Start of DATA FOR THIS EXERCISE

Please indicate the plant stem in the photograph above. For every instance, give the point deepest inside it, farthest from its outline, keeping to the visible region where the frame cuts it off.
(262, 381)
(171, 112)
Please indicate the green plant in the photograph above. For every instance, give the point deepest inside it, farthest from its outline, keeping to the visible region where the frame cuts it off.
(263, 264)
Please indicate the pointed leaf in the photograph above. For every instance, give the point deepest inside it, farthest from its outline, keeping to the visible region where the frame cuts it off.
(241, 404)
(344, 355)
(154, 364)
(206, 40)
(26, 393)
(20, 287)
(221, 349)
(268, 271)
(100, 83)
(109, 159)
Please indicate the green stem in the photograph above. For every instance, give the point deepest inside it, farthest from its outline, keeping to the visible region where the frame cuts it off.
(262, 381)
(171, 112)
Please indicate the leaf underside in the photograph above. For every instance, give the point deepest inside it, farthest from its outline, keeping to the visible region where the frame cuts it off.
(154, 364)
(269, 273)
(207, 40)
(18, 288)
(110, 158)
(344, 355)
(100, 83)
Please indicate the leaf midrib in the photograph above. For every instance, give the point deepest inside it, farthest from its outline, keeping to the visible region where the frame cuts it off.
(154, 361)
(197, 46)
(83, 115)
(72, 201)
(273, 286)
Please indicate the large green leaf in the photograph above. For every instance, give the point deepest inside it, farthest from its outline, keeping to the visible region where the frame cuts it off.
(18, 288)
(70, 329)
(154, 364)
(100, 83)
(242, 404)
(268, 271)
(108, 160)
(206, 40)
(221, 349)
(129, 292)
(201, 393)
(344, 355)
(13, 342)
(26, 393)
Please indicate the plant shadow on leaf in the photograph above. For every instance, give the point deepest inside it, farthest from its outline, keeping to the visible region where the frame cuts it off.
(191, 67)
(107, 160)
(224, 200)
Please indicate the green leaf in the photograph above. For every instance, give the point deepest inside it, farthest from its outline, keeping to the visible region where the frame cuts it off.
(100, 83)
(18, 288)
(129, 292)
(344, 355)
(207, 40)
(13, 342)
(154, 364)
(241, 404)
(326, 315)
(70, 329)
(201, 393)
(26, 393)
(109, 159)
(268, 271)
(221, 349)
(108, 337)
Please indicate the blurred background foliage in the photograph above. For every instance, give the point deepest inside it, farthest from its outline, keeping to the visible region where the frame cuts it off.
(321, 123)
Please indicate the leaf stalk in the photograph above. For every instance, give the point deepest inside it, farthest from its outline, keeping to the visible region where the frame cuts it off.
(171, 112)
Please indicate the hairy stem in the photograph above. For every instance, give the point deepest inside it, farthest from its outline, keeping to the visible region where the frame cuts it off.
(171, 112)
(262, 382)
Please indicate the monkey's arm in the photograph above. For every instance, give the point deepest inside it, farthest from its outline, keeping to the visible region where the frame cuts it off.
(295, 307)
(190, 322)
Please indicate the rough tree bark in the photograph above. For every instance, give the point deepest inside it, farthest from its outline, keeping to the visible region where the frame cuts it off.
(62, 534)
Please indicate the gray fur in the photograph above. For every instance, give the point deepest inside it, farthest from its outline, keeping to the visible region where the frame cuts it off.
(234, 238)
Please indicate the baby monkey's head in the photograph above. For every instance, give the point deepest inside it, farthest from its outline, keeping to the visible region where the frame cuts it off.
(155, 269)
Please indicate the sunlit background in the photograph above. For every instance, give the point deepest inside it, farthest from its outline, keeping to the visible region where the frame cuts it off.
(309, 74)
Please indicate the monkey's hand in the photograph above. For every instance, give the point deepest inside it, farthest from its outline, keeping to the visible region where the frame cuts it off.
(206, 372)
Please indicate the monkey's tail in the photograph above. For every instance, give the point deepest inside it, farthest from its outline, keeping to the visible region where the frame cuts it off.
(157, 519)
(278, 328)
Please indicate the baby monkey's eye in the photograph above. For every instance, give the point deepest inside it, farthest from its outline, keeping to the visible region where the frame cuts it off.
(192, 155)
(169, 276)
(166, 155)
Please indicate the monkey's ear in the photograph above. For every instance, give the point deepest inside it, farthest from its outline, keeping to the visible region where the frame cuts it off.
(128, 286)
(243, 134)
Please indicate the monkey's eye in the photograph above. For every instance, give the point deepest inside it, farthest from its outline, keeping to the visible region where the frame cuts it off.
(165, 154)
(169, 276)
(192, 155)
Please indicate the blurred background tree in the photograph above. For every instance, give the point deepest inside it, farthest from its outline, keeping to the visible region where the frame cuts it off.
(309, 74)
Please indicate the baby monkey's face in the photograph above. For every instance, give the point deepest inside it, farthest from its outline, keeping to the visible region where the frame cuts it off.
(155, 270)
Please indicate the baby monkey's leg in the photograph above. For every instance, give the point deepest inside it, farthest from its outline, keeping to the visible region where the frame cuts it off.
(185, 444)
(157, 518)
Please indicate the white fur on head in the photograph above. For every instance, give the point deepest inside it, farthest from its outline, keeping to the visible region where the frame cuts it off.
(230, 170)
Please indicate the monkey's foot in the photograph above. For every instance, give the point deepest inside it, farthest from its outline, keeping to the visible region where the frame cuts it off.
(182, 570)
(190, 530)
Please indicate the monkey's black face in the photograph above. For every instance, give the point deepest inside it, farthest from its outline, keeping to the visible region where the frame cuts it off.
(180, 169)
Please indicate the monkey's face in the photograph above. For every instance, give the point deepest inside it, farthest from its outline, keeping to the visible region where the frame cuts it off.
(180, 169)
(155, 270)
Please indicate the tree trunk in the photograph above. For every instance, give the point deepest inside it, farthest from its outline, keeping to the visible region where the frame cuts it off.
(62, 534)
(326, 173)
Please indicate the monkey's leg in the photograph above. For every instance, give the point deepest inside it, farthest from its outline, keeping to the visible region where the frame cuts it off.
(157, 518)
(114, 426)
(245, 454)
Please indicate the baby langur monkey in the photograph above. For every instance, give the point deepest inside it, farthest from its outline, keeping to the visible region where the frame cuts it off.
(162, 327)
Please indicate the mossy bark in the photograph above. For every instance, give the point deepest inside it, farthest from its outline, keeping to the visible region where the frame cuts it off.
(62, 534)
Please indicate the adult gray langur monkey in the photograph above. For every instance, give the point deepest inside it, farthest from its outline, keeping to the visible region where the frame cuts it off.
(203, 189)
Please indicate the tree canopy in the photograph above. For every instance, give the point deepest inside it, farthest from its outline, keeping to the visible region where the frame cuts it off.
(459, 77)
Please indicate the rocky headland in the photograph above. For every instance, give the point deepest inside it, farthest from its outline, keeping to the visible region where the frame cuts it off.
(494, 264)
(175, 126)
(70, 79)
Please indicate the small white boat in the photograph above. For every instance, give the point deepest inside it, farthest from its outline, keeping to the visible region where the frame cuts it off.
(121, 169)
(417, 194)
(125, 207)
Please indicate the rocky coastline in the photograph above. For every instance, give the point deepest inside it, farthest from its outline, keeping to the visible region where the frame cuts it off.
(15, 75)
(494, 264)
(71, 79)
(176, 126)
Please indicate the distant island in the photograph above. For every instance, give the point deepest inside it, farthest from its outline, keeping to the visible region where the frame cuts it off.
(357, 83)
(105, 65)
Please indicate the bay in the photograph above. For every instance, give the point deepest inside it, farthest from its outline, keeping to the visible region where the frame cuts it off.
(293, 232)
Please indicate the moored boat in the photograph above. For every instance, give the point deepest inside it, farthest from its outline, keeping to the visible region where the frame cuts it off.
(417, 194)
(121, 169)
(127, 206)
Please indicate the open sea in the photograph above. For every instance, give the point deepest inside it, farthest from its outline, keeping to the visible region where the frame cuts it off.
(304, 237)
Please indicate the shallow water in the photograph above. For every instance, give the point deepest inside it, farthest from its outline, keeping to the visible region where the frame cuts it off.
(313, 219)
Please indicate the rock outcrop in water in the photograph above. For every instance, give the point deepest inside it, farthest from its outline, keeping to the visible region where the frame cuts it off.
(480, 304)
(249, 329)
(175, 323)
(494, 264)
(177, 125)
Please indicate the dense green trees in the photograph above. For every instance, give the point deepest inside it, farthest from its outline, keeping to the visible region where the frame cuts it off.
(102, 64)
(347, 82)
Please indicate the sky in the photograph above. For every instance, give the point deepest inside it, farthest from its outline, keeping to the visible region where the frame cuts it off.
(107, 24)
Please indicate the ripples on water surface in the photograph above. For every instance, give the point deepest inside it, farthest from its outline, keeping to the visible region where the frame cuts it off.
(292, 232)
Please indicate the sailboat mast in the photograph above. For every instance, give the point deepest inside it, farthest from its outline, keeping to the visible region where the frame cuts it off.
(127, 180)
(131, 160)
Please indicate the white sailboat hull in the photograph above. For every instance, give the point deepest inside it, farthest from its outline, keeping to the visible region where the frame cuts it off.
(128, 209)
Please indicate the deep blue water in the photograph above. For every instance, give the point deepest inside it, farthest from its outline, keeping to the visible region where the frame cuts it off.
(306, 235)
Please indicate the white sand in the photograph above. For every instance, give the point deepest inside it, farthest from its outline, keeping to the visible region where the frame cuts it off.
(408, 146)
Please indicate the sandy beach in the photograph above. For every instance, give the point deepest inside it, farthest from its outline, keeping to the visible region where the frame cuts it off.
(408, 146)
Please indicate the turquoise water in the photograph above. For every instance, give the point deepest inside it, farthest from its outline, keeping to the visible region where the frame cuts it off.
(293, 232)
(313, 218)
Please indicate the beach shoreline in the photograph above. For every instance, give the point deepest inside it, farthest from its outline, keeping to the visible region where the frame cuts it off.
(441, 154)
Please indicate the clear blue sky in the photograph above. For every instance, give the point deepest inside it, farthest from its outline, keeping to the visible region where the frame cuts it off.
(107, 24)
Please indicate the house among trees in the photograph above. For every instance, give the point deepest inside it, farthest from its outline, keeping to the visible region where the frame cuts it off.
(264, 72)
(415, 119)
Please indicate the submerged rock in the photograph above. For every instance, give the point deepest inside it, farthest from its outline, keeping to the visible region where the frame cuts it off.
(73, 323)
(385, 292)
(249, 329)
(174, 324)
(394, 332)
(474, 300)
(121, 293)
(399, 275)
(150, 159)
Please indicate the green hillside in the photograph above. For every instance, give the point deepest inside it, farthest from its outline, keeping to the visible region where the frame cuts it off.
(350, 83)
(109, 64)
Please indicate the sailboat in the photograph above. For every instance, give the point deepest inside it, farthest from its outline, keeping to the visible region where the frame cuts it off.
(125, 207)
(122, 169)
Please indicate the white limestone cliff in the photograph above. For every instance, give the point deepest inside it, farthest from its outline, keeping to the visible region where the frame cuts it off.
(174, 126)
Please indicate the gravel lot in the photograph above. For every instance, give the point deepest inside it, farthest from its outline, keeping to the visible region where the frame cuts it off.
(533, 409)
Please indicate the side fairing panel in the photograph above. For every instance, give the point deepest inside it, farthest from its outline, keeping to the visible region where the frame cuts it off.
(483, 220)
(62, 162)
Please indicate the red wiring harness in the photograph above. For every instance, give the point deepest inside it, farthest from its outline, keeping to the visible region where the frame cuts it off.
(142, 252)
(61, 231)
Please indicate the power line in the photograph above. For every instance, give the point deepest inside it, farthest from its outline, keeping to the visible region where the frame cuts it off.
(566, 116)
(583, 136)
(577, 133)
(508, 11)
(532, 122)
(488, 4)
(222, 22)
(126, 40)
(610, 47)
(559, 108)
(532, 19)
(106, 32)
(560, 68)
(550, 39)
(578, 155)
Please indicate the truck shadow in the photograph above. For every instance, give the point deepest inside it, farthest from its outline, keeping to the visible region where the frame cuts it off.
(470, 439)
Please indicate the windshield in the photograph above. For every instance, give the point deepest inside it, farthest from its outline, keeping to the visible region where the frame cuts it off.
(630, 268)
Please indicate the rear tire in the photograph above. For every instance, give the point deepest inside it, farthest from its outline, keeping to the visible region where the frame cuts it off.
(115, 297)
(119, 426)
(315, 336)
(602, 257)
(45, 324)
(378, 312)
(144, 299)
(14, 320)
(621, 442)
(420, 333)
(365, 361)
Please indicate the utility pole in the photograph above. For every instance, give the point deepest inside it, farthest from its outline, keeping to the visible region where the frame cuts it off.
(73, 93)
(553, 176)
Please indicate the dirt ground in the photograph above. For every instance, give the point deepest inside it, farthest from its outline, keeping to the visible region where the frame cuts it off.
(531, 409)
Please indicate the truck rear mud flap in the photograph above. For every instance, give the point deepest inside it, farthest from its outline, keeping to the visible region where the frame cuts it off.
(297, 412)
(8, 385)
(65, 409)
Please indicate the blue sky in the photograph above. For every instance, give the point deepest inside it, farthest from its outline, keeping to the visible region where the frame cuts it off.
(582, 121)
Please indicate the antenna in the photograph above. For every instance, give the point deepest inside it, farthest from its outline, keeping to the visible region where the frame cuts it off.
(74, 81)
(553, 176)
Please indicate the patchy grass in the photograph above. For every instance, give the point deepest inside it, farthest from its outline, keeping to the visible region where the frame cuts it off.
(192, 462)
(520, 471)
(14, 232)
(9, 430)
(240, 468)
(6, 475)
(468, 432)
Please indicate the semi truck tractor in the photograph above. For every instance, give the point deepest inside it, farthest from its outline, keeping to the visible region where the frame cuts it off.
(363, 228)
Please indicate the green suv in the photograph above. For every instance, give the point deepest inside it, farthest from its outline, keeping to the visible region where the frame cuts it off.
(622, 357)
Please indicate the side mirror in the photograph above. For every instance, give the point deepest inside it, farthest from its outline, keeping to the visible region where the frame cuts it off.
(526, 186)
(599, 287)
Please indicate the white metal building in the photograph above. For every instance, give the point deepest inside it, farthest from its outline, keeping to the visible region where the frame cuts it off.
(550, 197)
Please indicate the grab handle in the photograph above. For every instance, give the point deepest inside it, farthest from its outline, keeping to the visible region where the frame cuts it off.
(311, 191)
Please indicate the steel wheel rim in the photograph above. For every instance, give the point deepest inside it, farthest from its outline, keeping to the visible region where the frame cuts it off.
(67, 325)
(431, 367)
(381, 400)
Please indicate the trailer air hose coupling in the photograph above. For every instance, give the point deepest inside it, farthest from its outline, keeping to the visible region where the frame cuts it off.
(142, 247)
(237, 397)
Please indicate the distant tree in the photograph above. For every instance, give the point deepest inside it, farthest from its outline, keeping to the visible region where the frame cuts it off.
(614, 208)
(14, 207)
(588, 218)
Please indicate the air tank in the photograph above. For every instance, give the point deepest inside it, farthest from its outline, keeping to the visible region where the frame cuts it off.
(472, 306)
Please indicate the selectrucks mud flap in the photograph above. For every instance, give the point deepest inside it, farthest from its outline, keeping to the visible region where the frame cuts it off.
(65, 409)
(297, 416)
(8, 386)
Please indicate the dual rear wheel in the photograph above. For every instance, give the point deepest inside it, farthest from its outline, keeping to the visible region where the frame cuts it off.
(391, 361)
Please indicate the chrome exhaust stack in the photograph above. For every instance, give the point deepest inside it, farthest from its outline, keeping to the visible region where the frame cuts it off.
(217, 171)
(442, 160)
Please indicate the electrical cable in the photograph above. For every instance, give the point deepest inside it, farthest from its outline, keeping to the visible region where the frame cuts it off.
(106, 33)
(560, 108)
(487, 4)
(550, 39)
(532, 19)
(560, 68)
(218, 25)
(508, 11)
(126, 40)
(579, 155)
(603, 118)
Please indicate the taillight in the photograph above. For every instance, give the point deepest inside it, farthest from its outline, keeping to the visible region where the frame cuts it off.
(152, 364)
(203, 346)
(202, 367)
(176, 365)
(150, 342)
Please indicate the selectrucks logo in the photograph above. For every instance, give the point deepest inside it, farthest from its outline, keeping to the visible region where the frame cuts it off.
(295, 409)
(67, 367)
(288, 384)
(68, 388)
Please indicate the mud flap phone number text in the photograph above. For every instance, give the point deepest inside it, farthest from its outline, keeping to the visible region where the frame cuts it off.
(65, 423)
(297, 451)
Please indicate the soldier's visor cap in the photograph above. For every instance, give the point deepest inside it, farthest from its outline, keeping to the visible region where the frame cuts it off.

End of DATA FOR THIS EXERCISE

§ **SHORT TASK**
Using the material above, reproduce exactly the line that contains "Please indicate the chrome" and all lines after it through the last one, and only those.

§ **EXERCISE OUTPUT**
Please indicate the chrome exhaust stack in the photograph above. For every instance, give the point deepest inside it, farthest from its outline, keeping to the visible region where the frame cuts it off.
(217, 171)
(442, 160)
Please indicate the electrical cable in the photograph above. For every instance, give the point deepest inside it, farthest from its outline, keeping to the visible region where the frame cuts it off.
(106, 33)
(560, 108)
(487, 4)
(550, 39)
(532, 19)
(560, 68)
(218, 25)
(508, 11)
(126, 40)
(579, 155)
(603, 118)
Please indicate the taillight in the photograph above. For every instance, give the point deepest inside it, farthest from its outline, keeping to the visible region where the frame cuts it off.
(152, 364)
(203, 346)
(202, 367)
(176, 365)
(150, 342)
Please indicate the selectrucks logo in the photograph above. For every instance, give the point deepest inside it, farthest from its outline, keeping to the visible region where the frame cuts it off.
(295, 409)
(67, 367)
(288, 384)
(68, 388)
Please indicate the mud flap phone number text in the photograph above. For every instance, give the point deepest inside it, farthest from its outline, keeping to the visible region where the frame cuts it off.
(65, 423)
(297, 451)
Please indicate the soldier's visor cap in the photograph above. For every instance, give the point deepest inside it, farthest from its outline, keeping to the visible region where the frame cuts it off.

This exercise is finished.